**What you are asked to do:** Check each line of the entries. Copy the ones that contain the string "formatted".

[Data items]
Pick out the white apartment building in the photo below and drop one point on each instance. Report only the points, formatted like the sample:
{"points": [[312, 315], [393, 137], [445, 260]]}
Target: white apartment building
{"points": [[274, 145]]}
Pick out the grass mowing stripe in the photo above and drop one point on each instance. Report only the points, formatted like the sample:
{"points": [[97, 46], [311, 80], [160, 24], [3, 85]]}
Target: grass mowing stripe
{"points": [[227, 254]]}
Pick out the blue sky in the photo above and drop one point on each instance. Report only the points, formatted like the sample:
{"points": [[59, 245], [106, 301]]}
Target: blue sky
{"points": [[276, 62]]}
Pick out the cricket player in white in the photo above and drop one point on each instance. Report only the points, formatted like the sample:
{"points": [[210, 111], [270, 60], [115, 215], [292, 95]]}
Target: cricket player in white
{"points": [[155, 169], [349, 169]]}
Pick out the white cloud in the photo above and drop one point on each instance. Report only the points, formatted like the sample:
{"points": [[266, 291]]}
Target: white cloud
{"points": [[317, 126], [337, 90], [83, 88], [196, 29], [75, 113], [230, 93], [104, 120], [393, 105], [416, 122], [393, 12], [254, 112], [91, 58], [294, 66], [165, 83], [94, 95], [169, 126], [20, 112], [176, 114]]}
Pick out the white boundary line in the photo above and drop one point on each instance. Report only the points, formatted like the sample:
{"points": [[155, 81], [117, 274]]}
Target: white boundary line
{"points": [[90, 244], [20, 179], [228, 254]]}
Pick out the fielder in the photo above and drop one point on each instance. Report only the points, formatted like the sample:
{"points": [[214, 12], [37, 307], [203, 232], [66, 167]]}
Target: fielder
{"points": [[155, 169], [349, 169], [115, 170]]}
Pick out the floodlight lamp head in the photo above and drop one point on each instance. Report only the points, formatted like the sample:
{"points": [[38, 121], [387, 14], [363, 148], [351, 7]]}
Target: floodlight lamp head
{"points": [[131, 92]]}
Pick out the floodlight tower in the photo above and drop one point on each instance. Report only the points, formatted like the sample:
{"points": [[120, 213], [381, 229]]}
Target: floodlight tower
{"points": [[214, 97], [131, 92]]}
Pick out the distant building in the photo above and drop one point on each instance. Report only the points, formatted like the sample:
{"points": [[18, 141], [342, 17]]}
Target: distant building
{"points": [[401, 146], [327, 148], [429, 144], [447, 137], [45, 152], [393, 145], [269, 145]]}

**Your response:**
Pick out the white apartment building in the photo below and drop one point on each instance. Report only the points, formatted like the sample:
Pick out the grass mowing stripe in the photo above and drop one point on each instance. Report only the points, formatted like the sample:
Pick out the blue sky in the photo above and drop one point on each instance. Report only the points, formatted like the sample:
Pick out the cricket player in white in the photo above and drop one point on each instance. Report only the points, formatted like the sample:
Pick out the white cloud in the photo above and drop one point on each instance. Report only the points, formatted like the sample:
Pick out the white boundary line in the photo above and drop one point on each instance. Report only the points, formatted like the sample:
Pick out the fielder in the photo above and drop one point on each instance. Report only the points, formatted like the sample:
Pick out the floodlight lamp head in the photo above and drop one point on each instance. Report only the points, formatted like the sample:
Pick out the floodlight tower in the photo above and drop one point on each instance. Report only the points, formatted like the sample:
Pick out the distant building in the photo above and drop one point on each instance. Report only the points, formatted like the sample:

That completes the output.